## Records provided
-- begin --

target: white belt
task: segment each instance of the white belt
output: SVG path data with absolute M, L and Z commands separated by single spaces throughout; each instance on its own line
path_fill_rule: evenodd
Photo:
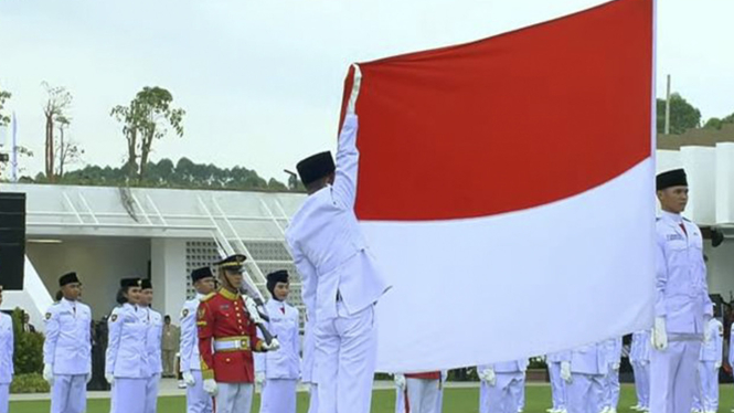
M 214 341 L 214 351 L 249 350 L 249 337 L 223 339 Z

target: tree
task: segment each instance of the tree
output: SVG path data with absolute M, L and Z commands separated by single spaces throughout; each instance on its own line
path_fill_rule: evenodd
M 666 130 L 666 100 L 657 100 L 658 133 Z M 670 133 L 680 135 L 688 129 L 701 126 L 701 110 L 688 103 L 680 94 L 670 95 Z
M 10 116 L 3 115 L 2 109 L 6 106 L 6 100 L 8 100 L 12 94 L 7 91 L 0 91 L 0 126 L 6 126 L 10 124 Z
M 66 119 L 68 125 L 68 118 L 65 113 L 72 104 L 72 94 L 66 91 L 63 86 L 52 87 L 46 82 L 42 83 L 45 87 L 46 93 L 49 94 L 49 99 L 46 100 L 45 106 L 43 107 L 43 115 L 46 119 L 45 127 L 45 172 L 49 178 L 49 182 L 55 182 L 55 168 L 54 161 L 56 158 L 56 145 L 54 142 L 54 125 L 58 119 Z
M 65 116 L 60 116 L 56 119 L 58 125 L 58 144 L 55 148 L 55 158 L 56 158 L 56 178 L 64 176 L 64 167 L 74 165 L 82 160 L 82 155 L 84 155 L 84 149 L 79 148 L 79 145 L 72 139 L 65 139 L 64 131 L 68 128 L 71 120 Z
M 721 129 L 726 124 L 734 124 L 734 114 L 731 114 L 723 118 L 712 117 L 706 120 L 706 124 L 703 125 L 704 129 Z
M 138 182 L 142 182 L 146 176 L 153 140 L 163 138 L 168 127 L 179 137 L 183 136 L 185 110 L 173 108 L 172 102 L 173 96 L 169 91 L 146 86 L 128 106 L 115 106 L 110 113 L 124 125 L 123 134 L 128 145 L 126 170 L 130 178 L 137 176 Z

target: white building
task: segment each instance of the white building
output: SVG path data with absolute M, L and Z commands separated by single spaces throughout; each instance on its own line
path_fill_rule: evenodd
M 704 253 L 710 292 L 728 301 L 734 294 L 734 141 L 722 140 L 660 137 L 658 170 L 684 167 L 691 186 L 685 215 L 702 226 L 704 237 L 712 227 L 726 235 L 717 248 L 704 242 Z M 249 257 L 248 273 L 263 292 L 265 274 L 289 269 L 291 301 L 301 305 L 284 231 L 304 194 L 44 184 L 0 184 L 0 191 L 28 197 L 25 286 L 6 292 L 3 308 L 24 308 L 39 327 L 57 277 L 70 271 L 83 280 L 95 319 L 115 306 L 120 278 L 150 276 L 155 307 L 175 320 L 192 295 L 190 272 L 234 252 Z
M 152 280 L 153 306 L 177 320 L 193 294 L 191 271 L 234 252 L 247 255 L 263 292 L 267 273 L 289 269 L 291 301 L 301 305 L 284 231 L 304 194 L 53 184 L 0 191 L 26 193 L 24 289 L 6 292 L 3 308 L 24 308 L 39 327 L 58 276 L 71 271 L 95 319 L 116 305 L 120 278 L 140 276 Z

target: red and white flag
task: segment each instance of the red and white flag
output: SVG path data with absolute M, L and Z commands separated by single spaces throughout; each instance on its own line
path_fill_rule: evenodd
M 357 214 L 393 285 L 379 370 L 651 325 L 653 8 L 617 0 L 360 64 Z

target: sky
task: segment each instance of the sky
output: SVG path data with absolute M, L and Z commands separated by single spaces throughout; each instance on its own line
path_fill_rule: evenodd
M 109 116 L 143 86 L 187 110 L 184 137 L 152 160 L 188 157 L 285 181 L 284 169 L 336 149 L 352 62 L 470 42 L 603 3 L 594 0 L 0 0 L 0 88 L 18 117 L 24 174 L 43 170 L 46 93 L 74 96 L 68 135 L 84 163 L 119 166 Z M 734 113 L 731 0 L 659 0 L 657 92 L 664 76 L 703 118 Z M 3 141 L 4 139 L 4 141 Z M 0 131 L 0 142 L 9 144 Z

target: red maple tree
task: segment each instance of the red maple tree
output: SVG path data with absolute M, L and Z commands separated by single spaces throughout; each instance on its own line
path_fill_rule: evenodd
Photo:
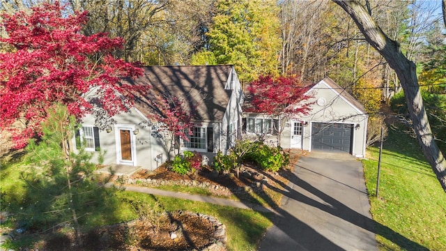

-- end --

## What is needed
Reproduce everything from the line containing "target: tree" down to the line containing "M 10 116 L 3", both included, and decrease every coordinate in the answers by 127 while leaving the request lines unchanged.

## Answer to this exercise
target: tree
task: segment each instance of the tree
output: SVG path data with absolute M, L and Z commands separated by single spaces throughout; each instance on its own line
path_fill_rule: evenodd
M 539 3 L 539 -27 L 530 -27 L 531 6 Z M 543 6 L 553 8 L 561 2 L 574 -1 L 574 -17 L 561 -24 L 553 -33 L 543 -32 Z
M -117 -11 L -124 -12 L -125 -18 L -121 -21 L -121 -27 L -119 -27 L -115 -33 L -120 -36 L -127 -36 L -127 -1 L -121 -1 L -117 -3 Z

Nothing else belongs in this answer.